Material shown:
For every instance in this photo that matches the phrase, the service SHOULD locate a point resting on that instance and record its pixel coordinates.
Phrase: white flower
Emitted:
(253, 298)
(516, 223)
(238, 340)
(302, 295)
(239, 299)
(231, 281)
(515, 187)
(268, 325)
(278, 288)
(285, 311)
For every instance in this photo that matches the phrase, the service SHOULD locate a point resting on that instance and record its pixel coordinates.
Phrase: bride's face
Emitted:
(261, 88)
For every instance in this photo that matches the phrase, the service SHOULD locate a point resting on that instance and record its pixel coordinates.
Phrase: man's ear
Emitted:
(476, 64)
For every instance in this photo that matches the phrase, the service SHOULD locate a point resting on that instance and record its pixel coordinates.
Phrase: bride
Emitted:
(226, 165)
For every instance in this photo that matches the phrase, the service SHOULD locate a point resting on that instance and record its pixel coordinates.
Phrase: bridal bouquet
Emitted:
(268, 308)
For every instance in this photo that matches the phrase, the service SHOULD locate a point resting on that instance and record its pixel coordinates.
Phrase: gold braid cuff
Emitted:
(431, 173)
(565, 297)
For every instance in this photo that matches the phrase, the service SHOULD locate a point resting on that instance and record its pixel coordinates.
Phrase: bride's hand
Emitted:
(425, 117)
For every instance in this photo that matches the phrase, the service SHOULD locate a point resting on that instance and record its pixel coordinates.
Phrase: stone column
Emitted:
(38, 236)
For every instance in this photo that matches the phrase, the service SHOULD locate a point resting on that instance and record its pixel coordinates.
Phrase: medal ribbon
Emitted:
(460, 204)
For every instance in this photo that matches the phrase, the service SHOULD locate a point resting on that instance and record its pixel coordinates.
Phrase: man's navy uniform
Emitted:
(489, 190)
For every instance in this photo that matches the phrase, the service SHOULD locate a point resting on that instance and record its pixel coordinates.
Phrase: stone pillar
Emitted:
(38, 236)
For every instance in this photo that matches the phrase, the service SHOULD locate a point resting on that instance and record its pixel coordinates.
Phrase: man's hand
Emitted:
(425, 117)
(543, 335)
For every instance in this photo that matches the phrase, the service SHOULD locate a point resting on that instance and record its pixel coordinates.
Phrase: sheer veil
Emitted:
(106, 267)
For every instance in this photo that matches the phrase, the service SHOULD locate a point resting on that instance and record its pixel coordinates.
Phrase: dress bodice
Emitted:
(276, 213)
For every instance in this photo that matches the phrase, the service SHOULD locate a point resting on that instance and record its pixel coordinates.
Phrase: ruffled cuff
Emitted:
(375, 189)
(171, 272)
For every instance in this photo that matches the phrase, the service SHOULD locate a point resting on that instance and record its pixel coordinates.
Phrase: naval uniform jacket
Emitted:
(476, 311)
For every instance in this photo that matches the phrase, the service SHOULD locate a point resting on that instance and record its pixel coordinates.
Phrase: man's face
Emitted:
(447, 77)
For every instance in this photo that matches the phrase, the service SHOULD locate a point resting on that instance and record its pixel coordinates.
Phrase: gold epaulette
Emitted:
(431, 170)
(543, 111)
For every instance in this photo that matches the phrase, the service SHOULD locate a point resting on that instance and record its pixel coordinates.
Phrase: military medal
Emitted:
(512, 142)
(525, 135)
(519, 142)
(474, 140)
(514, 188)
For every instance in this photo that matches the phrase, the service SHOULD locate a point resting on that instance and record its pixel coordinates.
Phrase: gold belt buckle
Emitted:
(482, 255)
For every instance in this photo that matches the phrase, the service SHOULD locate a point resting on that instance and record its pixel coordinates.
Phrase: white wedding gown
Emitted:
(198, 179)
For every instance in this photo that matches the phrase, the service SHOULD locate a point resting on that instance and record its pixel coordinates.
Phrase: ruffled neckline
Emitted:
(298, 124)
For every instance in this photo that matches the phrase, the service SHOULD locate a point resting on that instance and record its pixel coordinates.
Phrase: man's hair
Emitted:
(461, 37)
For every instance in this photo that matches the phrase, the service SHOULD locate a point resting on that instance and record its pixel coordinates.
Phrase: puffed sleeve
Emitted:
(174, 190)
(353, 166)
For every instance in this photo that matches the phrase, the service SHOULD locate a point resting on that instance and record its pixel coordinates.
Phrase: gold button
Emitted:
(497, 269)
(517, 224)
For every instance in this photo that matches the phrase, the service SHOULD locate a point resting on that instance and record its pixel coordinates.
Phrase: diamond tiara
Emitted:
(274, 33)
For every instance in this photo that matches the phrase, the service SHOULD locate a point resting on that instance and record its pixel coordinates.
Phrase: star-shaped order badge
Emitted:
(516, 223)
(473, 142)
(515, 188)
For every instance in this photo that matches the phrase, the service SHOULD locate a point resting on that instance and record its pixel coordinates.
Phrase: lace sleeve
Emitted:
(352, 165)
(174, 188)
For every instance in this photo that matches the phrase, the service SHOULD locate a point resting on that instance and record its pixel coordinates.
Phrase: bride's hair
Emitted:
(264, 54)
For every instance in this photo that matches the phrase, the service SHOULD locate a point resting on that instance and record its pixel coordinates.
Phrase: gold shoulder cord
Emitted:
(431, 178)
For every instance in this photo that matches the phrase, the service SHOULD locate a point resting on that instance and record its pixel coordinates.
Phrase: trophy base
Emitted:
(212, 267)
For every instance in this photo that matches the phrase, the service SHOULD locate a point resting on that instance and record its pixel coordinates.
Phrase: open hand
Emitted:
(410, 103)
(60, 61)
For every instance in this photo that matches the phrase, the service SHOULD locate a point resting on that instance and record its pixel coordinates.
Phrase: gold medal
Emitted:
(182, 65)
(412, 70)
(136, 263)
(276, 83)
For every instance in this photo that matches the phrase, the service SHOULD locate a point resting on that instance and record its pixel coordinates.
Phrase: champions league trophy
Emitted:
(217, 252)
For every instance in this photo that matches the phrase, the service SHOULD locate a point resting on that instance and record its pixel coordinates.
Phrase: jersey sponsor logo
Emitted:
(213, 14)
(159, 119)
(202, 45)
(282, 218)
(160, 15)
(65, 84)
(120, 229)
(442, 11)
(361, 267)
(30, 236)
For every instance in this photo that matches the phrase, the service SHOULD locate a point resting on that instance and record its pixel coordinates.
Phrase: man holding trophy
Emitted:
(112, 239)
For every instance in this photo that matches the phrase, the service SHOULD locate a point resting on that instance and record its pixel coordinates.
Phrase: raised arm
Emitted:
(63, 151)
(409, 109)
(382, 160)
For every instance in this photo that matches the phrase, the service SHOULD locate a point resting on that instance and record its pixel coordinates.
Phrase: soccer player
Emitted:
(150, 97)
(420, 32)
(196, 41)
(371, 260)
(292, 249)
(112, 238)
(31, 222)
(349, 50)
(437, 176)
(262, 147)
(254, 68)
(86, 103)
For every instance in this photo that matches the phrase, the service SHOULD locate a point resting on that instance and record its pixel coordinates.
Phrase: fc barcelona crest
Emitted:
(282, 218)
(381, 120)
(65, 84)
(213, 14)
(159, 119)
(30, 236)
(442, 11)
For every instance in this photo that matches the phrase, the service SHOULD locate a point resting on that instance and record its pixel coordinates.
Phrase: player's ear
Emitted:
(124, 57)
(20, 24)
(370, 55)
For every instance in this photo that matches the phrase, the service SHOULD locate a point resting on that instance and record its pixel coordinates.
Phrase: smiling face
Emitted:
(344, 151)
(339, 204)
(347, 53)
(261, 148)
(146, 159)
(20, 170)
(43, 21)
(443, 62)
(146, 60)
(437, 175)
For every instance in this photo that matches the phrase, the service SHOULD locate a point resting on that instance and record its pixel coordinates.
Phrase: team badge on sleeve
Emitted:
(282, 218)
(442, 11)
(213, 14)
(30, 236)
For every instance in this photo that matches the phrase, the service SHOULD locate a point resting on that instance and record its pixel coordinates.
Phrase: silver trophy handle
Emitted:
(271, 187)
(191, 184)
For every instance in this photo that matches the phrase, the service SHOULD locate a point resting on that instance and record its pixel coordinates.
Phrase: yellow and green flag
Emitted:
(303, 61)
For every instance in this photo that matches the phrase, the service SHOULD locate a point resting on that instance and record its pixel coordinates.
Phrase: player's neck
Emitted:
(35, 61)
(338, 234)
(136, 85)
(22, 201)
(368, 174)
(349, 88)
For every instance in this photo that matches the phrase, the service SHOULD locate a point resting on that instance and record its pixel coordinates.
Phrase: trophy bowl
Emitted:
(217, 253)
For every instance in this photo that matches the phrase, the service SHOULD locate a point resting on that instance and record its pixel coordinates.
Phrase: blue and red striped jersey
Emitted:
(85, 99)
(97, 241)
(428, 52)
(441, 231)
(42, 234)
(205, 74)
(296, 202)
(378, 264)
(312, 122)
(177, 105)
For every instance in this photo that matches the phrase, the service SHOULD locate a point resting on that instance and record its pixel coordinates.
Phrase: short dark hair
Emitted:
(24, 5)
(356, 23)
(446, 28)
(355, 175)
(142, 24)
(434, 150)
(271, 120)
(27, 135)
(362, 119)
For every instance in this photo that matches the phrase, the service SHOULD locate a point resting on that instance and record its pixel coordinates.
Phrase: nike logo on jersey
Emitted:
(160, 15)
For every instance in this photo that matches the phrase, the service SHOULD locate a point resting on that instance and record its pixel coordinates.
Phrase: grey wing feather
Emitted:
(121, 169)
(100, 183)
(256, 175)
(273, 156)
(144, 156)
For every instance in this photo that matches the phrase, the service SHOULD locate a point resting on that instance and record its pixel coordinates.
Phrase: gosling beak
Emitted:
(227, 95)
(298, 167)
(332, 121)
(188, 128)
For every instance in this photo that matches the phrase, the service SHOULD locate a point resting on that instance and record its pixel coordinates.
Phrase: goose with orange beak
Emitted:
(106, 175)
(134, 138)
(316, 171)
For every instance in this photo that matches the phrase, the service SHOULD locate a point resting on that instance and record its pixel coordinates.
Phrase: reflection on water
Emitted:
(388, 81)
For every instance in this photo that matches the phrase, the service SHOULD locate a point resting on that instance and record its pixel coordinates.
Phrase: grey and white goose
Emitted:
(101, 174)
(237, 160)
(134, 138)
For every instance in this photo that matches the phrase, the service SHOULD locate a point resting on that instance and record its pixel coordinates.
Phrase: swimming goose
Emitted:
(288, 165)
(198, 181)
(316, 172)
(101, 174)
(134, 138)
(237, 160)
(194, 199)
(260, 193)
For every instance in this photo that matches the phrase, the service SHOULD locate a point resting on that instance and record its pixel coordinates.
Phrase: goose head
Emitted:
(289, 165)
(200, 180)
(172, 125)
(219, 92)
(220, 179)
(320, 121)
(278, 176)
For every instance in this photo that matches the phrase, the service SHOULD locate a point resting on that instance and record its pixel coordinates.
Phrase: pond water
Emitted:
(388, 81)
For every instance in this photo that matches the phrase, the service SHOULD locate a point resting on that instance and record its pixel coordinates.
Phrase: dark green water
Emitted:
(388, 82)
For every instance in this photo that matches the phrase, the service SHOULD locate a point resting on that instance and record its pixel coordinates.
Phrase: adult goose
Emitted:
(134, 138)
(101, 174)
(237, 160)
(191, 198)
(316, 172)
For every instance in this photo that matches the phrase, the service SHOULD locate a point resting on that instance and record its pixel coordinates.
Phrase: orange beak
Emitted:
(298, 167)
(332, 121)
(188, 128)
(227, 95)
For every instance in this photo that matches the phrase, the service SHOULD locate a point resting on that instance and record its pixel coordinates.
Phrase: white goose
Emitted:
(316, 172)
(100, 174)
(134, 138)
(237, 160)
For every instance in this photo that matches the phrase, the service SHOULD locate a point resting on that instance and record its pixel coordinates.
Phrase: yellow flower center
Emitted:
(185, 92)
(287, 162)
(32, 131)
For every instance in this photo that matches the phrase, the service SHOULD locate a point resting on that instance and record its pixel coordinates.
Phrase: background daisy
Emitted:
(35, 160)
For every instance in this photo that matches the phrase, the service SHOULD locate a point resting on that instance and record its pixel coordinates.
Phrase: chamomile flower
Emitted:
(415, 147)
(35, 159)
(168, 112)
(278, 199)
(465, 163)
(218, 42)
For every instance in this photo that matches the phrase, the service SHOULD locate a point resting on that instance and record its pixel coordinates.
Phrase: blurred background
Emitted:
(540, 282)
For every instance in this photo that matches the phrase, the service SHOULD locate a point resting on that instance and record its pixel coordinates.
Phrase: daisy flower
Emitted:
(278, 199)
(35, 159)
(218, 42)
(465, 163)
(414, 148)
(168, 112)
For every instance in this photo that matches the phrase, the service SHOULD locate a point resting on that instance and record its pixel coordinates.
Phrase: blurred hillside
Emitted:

Problem: What you write must be the entries restated word for word, from the opening line through the one holding "Phrase: white flower", with nothing else.

Finished task:
For every instance in this photo that matches the phrase, the service SHOULD locate a point resting on that instance and record its pixel coordinates.
Phrase: white flower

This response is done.